**SUPPLIED MATERIAL:**
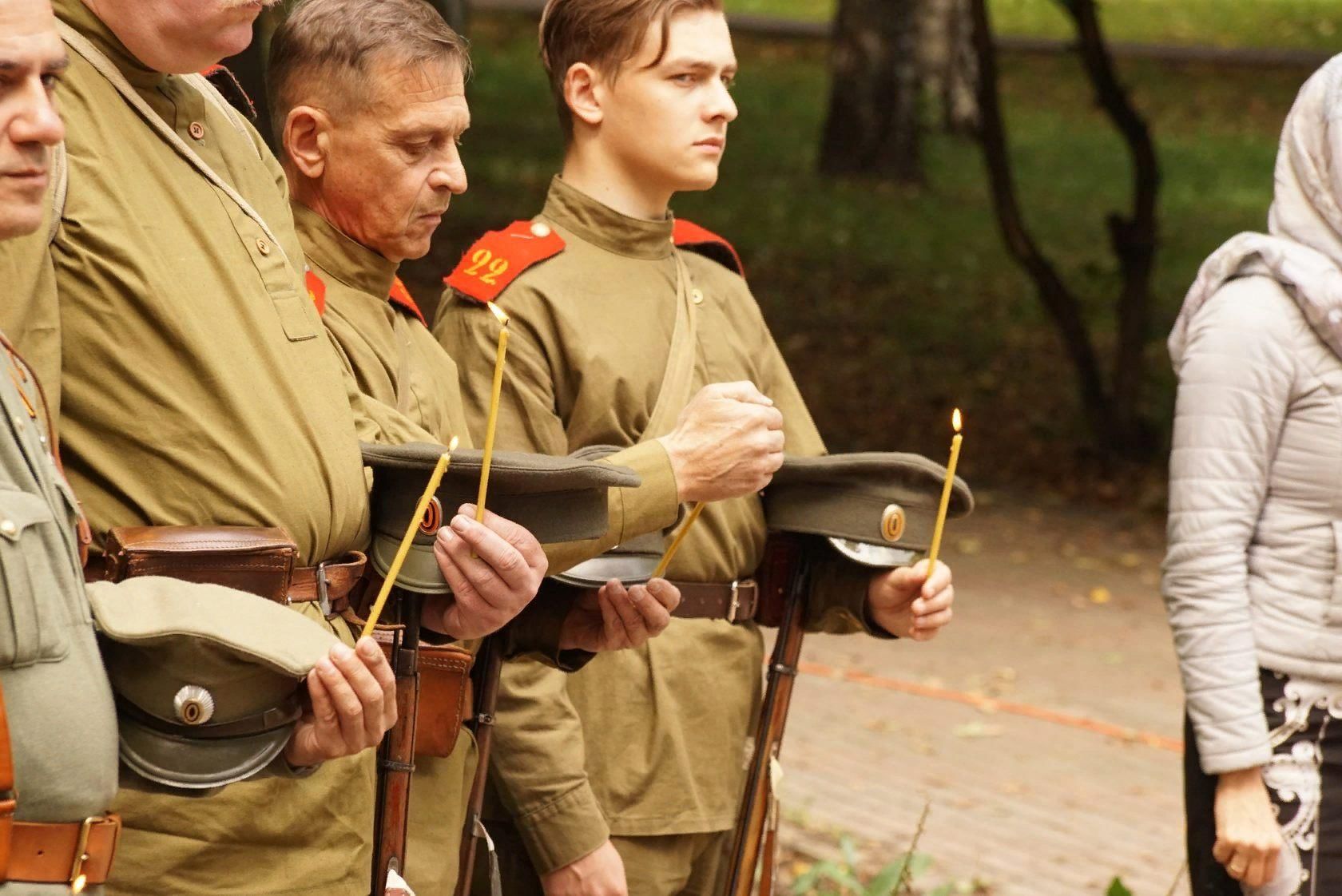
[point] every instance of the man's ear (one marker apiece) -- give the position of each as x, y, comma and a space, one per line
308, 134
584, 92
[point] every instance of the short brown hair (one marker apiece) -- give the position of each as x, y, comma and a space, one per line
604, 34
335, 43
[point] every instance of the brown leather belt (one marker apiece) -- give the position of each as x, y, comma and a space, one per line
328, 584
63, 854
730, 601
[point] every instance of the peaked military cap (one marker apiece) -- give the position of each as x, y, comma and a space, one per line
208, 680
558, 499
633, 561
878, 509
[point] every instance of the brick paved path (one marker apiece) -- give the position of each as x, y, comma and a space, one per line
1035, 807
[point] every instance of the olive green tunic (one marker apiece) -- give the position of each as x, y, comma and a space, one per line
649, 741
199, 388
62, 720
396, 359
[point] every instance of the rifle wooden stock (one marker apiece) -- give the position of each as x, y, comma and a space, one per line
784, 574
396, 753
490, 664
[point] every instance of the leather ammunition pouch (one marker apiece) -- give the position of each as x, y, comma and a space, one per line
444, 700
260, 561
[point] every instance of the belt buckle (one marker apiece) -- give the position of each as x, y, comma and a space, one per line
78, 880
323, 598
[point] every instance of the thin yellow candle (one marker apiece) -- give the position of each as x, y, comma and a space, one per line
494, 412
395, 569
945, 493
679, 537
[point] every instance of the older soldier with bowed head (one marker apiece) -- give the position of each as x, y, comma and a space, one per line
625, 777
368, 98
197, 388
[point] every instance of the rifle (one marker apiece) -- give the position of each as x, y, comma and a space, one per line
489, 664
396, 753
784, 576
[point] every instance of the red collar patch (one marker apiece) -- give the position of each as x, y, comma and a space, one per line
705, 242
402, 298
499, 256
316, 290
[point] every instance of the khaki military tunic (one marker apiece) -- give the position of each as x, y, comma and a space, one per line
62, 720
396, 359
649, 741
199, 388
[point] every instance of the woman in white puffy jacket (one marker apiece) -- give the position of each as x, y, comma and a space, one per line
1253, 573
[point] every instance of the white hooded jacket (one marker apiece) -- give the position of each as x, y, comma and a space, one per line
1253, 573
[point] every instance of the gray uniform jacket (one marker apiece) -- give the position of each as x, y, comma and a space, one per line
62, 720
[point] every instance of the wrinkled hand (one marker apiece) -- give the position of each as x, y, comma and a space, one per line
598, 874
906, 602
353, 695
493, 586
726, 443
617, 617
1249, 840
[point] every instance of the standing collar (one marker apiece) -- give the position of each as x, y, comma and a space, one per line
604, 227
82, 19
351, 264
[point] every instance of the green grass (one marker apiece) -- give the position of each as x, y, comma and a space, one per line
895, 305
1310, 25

==

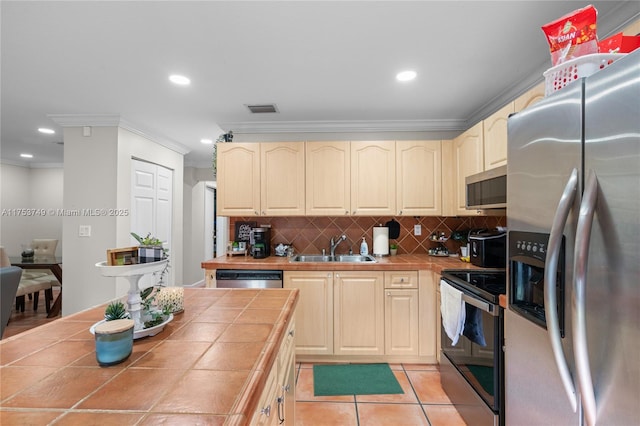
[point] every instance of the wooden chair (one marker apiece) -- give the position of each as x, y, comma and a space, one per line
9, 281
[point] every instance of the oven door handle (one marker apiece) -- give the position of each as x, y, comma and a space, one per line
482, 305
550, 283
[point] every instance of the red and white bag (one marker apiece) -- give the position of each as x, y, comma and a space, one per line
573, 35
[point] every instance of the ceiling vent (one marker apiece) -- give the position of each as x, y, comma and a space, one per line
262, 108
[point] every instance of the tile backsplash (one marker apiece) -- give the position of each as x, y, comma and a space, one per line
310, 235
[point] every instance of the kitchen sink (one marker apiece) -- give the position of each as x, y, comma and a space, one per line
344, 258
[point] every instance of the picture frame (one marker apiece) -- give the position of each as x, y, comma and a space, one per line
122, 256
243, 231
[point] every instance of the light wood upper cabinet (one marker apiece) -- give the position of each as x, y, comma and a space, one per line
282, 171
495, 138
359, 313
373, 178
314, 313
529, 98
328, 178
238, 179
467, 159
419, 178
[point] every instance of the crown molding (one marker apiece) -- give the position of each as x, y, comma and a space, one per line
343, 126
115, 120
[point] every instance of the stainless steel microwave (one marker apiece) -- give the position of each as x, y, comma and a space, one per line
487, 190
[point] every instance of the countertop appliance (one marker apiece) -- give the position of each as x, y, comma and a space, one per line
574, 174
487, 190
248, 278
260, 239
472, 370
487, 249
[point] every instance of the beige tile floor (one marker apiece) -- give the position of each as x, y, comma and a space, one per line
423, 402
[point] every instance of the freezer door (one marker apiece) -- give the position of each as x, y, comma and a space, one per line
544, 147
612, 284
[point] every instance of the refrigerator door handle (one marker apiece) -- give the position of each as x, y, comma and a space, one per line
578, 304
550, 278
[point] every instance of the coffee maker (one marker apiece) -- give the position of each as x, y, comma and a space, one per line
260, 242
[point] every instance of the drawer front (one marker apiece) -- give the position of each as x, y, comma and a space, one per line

==

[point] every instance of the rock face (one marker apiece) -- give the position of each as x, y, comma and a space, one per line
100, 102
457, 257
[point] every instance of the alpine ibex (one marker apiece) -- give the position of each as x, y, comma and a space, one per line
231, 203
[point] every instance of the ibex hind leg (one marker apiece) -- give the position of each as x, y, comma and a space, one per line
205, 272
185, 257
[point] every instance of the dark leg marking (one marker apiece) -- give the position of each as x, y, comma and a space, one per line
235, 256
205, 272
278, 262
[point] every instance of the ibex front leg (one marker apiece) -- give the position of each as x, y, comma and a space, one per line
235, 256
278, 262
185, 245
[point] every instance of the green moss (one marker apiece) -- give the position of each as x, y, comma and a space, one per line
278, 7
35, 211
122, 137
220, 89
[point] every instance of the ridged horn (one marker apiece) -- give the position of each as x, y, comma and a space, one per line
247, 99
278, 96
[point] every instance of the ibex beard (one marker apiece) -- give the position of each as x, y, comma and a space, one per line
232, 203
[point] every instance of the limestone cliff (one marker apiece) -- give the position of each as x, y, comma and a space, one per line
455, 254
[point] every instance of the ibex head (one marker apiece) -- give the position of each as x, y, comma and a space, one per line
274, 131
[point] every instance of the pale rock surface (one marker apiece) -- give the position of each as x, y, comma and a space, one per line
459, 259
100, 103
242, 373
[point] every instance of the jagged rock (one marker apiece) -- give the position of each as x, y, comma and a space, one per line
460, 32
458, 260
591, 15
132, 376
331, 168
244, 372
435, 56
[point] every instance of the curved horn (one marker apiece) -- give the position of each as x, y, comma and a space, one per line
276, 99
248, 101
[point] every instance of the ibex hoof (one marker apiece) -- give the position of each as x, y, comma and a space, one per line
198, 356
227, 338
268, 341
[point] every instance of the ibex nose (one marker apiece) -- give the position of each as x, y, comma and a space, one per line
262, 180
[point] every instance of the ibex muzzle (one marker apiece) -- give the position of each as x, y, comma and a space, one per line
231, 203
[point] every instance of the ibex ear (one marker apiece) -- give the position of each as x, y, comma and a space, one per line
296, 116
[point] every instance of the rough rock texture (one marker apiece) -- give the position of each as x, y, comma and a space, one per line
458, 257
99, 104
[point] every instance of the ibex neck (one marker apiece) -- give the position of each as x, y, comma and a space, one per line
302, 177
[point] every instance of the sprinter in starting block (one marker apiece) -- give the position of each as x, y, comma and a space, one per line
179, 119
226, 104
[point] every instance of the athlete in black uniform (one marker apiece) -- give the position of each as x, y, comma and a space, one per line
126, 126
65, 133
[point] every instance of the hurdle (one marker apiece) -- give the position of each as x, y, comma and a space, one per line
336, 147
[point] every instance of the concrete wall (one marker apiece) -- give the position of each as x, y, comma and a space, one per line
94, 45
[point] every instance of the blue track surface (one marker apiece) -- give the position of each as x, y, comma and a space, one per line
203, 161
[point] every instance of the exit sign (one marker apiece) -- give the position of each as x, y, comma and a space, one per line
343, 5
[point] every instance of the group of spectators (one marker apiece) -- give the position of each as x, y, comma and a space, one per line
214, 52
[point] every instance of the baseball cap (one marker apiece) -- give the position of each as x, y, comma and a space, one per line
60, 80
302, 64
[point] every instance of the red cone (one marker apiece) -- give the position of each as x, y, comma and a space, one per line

**REQUIRED WORK:**
List the lines above as a numbered list, from the line containing "[point] every instance of the blue" through the line containing "[point] every instance of the red cone", both included, leaving out any blank lines.

**ANSWER FOR THE TASK:**
1. [point] every instance of the blue track surface (one marker apiece) -- give the position of each as x, y, comma and a space, one per line
2. 203, 161
3. [point] every instance of the exit sign (one marker apiece) -- give the position of each as x, y, comma and a space, one per line
4. 343, 5
5. [point] every instance of the group of spectators (one marker apiece) -- give the position of each as x, y, comma and a space, one per line
6. 214, 52
7. [point] every instance of the baseball cap (one marker apiece) -- give the position of each as x, y, comma and a space, one per line
8. 60, 80
9. 302, 64
10. [point] every instance of the red cone (one marker apiece) -- give the position of each as x, y, comma and a space, one per line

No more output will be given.